> [Your instructions]:
From the entries below, pull out and copy every line containing the word "brown".

***** Data to use *****

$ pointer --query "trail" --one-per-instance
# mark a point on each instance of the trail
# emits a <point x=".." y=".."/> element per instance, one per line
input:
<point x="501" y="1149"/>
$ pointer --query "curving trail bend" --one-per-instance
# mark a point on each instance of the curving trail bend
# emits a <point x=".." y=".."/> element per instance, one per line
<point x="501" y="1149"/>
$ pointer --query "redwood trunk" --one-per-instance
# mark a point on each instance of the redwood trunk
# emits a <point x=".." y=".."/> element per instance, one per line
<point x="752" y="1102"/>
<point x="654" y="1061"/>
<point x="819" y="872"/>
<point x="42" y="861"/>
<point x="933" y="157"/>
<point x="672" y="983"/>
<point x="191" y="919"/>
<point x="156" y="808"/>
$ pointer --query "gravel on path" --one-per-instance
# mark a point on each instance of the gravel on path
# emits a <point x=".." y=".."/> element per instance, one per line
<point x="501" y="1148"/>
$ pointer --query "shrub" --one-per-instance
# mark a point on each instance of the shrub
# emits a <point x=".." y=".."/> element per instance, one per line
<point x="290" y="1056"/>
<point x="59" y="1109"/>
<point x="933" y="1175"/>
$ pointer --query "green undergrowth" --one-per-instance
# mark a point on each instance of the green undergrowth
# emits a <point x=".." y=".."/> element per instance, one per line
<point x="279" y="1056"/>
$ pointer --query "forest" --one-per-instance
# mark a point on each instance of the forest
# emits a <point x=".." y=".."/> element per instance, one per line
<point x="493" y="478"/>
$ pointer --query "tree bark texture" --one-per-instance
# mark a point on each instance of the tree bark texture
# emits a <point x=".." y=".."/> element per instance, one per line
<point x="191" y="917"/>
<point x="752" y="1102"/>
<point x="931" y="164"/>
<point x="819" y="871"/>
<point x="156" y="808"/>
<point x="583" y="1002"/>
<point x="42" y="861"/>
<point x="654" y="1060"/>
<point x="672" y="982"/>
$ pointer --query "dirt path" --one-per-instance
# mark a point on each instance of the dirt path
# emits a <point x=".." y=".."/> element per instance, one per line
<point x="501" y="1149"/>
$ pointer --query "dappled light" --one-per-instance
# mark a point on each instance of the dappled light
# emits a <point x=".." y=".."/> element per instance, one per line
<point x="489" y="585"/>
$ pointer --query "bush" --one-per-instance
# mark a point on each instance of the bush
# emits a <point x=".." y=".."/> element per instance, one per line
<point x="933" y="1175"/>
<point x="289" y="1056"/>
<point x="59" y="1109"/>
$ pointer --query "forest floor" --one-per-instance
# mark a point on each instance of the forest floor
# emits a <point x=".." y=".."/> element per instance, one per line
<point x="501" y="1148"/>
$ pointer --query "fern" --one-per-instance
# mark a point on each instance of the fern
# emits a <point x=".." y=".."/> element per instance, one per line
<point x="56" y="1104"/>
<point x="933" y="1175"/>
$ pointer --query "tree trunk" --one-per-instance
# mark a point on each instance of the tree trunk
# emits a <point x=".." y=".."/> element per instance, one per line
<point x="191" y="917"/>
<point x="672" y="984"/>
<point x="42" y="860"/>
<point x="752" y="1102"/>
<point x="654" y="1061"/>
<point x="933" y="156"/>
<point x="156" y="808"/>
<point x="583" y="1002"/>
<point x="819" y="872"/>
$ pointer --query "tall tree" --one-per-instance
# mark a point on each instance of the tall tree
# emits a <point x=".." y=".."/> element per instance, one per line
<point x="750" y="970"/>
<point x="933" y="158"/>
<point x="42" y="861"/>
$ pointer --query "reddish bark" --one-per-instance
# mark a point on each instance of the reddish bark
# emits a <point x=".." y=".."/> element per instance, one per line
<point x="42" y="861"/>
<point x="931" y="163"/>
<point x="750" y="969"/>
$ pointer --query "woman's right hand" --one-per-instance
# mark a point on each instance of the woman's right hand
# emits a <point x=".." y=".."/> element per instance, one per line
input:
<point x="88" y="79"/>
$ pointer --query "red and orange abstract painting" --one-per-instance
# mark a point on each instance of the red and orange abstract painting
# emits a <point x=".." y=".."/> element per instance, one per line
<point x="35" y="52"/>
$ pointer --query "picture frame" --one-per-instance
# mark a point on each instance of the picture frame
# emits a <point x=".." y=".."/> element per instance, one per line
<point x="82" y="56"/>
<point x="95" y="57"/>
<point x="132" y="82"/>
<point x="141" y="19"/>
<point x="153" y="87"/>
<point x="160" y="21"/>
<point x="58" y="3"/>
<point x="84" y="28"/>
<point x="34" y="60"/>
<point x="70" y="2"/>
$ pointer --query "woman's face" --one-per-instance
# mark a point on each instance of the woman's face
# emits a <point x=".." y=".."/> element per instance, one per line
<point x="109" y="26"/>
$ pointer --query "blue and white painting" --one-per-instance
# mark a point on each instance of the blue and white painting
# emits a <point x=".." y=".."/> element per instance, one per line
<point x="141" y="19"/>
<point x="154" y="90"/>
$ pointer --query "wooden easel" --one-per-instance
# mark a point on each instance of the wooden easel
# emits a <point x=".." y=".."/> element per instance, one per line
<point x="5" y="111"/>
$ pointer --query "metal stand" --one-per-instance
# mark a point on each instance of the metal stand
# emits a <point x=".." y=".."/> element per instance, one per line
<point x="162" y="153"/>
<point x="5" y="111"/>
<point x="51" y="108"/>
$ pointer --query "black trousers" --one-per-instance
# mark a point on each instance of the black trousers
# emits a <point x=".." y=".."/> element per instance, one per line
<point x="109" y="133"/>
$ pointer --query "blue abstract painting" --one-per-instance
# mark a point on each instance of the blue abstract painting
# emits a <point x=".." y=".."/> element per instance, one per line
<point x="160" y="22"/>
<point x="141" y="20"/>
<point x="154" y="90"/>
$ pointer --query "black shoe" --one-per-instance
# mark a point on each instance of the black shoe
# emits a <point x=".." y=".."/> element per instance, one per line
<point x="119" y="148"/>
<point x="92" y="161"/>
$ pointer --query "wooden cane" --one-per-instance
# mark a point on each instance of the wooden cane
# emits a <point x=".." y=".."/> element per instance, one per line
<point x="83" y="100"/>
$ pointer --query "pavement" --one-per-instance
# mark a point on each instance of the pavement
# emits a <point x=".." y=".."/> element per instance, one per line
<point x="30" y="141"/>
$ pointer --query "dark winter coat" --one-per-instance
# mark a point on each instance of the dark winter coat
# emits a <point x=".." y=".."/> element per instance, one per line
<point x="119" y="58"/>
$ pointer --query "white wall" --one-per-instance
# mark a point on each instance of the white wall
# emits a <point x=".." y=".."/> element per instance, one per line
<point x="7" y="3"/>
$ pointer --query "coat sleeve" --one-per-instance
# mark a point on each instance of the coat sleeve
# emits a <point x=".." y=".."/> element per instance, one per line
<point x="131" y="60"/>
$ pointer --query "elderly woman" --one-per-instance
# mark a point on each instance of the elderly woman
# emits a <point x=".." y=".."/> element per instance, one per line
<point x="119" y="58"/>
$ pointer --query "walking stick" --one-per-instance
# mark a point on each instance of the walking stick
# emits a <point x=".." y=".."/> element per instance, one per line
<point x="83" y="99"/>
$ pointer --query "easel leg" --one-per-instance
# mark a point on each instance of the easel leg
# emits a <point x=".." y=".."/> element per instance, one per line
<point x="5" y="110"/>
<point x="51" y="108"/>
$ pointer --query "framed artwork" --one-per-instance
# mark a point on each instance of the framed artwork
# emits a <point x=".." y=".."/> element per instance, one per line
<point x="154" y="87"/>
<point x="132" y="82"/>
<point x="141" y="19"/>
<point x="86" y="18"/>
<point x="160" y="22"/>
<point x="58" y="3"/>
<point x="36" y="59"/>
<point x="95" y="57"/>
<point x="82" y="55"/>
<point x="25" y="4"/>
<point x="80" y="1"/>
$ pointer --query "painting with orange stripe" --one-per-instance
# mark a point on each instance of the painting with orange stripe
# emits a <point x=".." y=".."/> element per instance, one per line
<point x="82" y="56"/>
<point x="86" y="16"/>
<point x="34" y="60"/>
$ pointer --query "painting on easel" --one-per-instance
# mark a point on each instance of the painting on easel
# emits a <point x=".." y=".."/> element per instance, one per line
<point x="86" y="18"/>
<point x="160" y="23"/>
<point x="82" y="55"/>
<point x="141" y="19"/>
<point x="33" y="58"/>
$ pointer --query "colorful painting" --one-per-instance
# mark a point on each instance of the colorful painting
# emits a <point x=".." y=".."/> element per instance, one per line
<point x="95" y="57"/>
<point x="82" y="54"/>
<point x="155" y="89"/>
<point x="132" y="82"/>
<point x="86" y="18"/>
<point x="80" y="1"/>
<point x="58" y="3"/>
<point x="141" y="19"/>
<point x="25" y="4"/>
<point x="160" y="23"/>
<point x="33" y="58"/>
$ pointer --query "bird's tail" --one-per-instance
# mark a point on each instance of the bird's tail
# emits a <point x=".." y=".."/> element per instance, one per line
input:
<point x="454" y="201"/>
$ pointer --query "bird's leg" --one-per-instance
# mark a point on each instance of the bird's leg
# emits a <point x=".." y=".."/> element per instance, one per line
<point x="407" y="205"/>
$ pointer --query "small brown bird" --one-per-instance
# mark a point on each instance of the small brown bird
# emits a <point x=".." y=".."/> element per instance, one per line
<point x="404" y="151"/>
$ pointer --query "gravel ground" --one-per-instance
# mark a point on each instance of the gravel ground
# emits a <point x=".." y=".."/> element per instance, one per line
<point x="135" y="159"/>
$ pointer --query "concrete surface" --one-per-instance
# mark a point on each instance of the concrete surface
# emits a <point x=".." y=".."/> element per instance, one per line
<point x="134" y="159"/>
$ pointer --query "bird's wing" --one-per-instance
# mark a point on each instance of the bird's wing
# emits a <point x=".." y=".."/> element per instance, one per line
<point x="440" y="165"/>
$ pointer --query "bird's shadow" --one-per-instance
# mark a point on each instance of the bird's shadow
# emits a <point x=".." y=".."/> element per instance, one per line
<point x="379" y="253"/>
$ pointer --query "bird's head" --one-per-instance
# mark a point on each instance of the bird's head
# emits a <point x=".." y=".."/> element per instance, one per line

*****

> [Answer below]:
$ pointer --query "small brown bird" --one-per-instance
# mark a point on each instance of the small brown bird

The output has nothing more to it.